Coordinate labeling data
────────────────────────────────────────
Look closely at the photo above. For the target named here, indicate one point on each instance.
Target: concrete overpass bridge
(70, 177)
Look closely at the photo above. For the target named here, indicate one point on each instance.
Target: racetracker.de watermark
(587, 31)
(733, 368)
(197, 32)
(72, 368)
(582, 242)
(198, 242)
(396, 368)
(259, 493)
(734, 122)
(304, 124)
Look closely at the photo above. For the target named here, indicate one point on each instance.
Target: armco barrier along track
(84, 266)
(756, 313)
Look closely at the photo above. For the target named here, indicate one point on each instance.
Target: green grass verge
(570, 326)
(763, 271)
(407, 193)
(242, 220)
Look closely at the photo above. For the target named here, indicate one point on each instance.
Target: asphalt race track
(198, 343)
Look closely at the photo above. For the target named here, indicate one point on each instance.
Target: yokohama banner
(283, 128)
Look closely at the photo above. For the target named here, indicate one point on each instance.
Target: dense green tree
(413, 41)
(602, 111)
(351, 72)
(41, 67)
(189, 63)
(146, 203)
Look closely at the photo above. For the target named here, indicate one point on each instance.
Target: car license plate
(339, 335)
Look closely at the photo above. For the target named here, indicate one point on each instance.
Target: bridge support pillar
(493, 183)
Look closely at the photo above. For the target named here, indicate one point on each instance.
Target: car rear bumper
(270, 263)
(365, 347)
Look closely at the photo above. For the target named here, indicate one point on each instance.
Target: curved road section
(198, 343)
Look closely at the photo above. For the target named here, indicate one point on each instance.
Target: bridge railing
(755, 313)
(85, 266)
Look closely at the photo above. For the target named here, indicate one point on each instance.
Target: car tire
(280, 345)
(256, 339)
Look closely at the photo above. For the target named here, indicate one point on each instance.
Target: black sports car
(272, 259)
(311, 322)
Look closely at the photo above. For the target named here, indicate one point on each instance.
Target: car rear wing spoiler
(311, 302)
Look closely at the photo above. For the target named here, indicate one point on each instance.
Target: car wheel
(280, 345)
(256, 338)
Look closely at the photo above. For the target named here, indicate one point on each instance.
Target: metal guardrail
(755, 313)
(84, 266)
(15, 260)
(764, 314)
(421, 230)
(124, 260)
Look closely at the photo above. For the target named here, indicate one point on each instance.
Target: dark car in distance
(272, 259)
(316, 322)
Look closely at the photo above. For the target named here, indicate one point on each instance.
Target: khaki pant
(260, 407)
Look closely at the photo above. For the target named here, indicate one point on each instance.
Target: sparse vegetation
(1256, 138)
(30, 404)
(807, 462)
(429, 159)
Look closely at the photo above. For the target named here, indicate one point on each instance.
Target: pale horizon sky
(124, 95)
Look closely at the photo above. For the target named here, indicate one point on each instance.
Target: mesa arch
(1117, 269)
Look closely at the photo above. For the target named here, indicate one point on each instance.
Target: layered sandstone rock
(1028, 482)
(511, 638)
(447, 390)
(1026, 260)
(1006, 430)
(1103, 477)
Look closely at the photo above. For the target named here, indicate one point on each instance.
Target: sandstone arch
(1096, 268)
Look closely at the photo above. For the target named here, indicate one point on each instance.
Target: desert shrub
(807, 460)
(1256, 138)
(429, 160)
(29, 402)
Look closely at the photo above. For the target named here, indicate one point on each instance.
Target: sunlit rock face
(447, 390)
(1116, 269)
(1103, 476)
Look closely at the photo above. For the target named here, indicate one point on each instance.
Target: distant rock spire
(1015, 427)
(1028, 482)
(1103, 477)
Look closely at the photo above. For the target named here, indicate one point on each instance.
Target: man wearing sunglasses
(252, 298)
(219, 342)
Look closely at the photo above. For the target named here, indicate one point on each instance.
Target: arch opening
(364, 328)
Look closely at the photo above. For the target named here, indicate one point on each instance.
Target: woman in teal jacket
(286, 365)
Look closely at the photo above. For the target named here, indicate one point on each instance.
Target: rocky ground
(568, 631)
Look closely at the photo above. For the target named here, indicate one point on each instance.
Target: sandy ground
────────────────────────────────────────
> _Problem description_
Each line above is to be repeated exactly.

> _Task solution_
Look closely at the photo above. For the target named here, indicate one point on each instance.
Target: concrete overpass bridge
(70, 177)
Look closely at the photo above. For the target named here, indicate one point on each instance.
Target: racetracker.de watermark
(587, 31)
(733, 368)
(197, 32)
(72, 368)
(582, 242)
(198, 242)
(396, 368)
(259, 493)
(734, 122)
(304, 124)
Look closely at the photo above. For the target named here, indicate one point on each instance.
Target: armco barrier along track
(84, 266)
(756, 313)
Look closely at the photo above. For the target named here, indicate one point on each instance.
Target: green grass verge
(570, 326)
(763, 271)
(407, 193)
(242, 220)
Look closely at the photo above. For the target named here, indicate one point on each instance.
Target: asphalt race track
(198, 343)
Look closely at the photo above. For the target named here, indicate one point on each instance.
Target: yokohama banner
(283, 128)
Look closely at the photo above. For the target named here, indicate one point on each instance.
Target: dense green tree
(413, 41)
(602, 111)
(351, 72)
(41, 67)
(189, 63)
(146, 203)
Look closely at the photo above. For the target named here, indicate one point on each instance.
Target: car license plate
(339, 335)
Look closely at the photo above. For the target named here, indicate one point on each instance.
Target: bridge support pillar
(493, 183)
Look closely at the photo above. For the target named here, indicate one point on each instance.
Target: car rear bumper
(270, 263)
(365, 347)
Look closely at the photo above. For the target named here, indicate one point on each instance.
Target: curved road section
(198, 343)
Look closely at the photo above. For the target named here, indicate one point on each instance.
Target: bridge railing
(755, 313)
(85, 266)
Look closely at the photo above. For the target named here, indicate one point on each instance.
Target: car tire
(280, 345)
(256, 339)
Look closely at the photo above. For the target named here, indicate one point on each instance.
Target: black sports car
(272, 259)
(311, 322)
Look closely at the photo above. For the target named here, indicate one point on each instance.
Target: car rear wing spoiler
(311, 302)
Look closely at the photo above. For the target named here, indicate one point on each instance.
Target: car wheel
(280, 345)
(256, 338)
Look closely at the photo above. For the target named here, indicate one point on each instance.
Target: metal guardrail
(755, 313)
(84, 266)
(15, 260)
(764, 314)
(421, 230)
(124, 260)
Look closely at the photo above. For the target named here, indicate one point on each instance.
Target: dark car in distance
(272, 259)
(316, 322)
Look closely at the photo above. For the target named here, indicate one point on each instance.
Target: khaki pant
(260, 407)
Look closely at the photo above. For the target named here, indicate one point on each instance.
Target: sparse vegetation
(1256, 138)
(30, 404)
(807, 462)
(429, 159)
Look closely at the photo above. For the target named here, indicate one point on each instance.
Target: pale horizon sky
(124, 95)
Look closely at the photo above. For the target named here, indicate one point on each instance.
Target: mesa arch
(1117, 269)
Look closely at the photo above. For the target named here, indicate one point on each instance.
Target: layered sandstone rock
(1028, 482)
(511, 638)
(447, 390)
(1026, 260)
(1006, 430)
(1103, 477)
Look closely at the photo above. For the target named here, indicate one point on each instance.
Target: sandstone arch
(1096, 268)
Look closely at the photo above. For the target named here, indicate one point on each instance.
Target: desert shrub
(807, 460)
(1256, 138)
(429, 160)
(29, 402)
Look closely at the photo above. For the target named here, indicate one point on each instance.
Target: sunlit rock face
(447, 390)
(1116, 269)
(1103, 476)
Look closely at the photo above. For the target named here, indicate one point on each instance.
Target: distant rock spire
(1015, 427)
(1028, 482)
(1103, 477)
Look closely at the photo above. For the target named here, indicate one point on each instance.
Target: man wearing sunglasses
(252, 298)
(219, 342)
Look closely at the photo above. For the target named here, indicate one point on each instance.
Target: arch opening
(364, 328)
Look closely at the photo above. For the target named here, indicate one point on each instance.
Target: woman in teal jacket
(286, 365)
Look closely at the photo above. For the target named here, indicate one point on each instance.
Target: rocky ground
(568, 631)
Look closely at the photo above. For the target named here, indicate one point on each instance.
Target: sandy ground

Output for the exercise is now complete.